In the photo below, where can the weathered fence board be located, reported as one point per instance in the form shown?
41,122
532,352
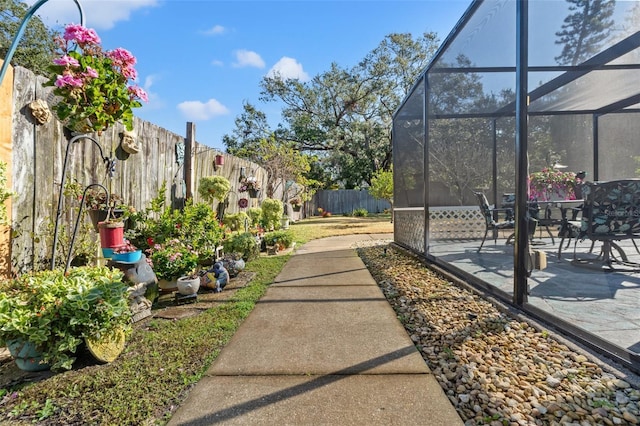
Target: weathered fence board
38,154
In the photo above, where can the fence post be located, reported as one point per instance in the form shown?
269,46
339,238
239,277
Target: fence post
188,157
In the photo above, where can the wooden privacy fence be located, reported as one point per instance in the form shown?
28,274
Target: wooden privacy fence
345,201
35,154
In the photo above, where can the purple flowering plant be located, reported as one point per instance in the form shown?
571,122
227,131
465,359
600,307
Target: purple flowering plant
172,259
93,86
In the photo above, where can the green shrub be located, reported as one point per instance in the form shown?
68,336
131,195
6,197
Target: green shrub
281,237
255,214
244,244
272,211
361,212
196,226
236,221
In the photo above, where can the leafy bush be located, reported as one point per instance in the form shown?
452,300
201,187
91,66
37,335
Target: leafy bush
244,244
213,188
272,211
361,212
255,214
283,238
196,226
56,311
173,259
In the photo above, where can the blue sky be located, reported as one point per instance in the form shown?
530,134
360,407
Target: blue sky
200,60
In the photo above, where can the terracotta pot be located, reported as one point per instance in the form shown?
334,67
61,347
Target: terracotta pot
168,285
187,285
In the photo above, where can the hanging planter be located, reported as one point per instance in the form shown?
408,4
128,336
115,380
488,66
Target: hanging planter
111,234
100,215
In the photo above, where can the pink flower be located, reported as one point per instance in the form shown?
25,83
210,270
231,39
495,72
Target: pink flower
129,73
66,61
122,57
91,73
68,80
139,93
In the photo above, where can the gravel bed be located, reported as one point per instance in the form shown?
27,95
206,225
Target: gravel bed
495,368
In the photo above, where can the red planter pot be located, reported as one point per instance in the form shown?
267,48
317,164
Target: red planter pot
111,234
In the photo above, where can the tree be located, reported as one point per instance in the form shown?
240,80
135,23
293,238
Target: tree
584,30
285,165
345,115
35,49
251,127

===

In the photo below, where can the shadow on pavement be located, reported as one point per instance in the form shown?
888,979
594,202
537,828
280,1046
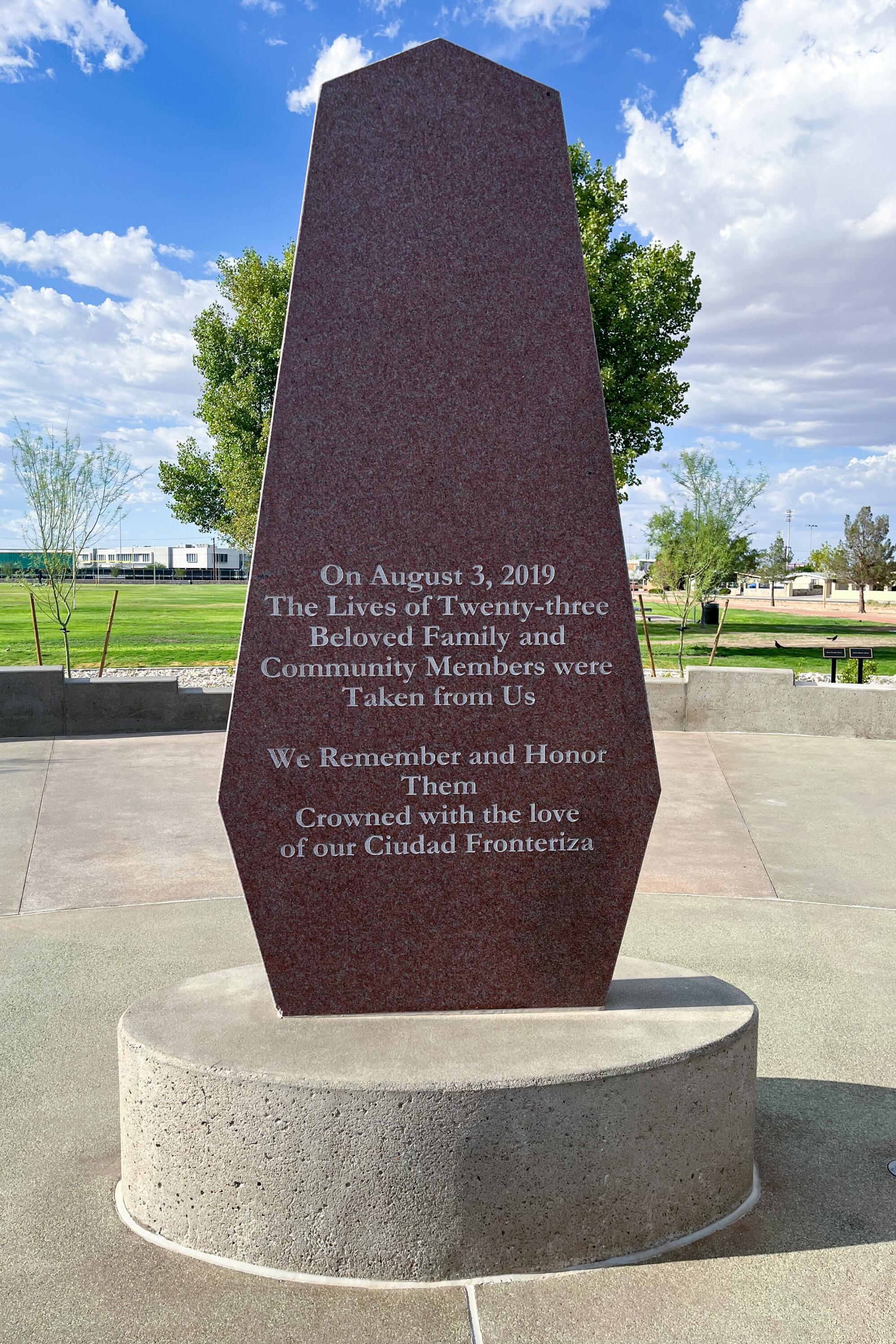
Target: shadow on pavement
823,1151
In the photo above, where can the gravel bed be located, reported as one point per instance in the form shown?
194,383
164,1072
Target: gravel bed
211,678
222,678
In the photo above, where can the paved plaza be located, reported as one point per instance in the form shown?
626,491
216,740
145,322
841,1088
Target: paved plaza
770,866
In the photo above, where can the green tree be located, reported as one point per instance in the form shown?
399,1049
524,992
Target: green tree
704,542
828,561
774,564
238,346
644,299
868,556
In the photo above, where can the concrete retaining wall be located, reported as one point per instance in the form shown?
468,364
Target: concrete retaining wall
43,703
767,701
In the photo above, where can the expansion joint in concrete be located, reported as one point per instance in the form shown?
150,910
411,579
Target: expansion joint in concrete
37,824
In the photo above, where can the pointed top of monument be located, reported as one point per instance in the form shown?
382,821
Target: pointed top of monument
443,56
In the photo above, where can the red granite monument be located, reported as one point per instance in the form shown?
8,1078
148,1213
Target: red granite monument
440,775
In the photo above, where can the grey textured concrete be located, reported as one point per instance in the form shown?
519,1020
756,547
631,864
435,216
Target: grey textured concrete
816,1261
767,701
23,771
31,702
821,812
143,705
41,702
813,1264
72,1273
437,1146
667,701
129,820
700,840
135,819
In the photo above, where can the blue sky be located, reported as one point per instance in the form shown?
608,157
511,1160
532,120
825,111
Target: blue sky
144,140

===

▸ GIVEN EXERCISE:
Count the lines in the data above that contain the string "grey", matching case exactly. Give only the number.

▸ ANSWER TO THIS TASK:
2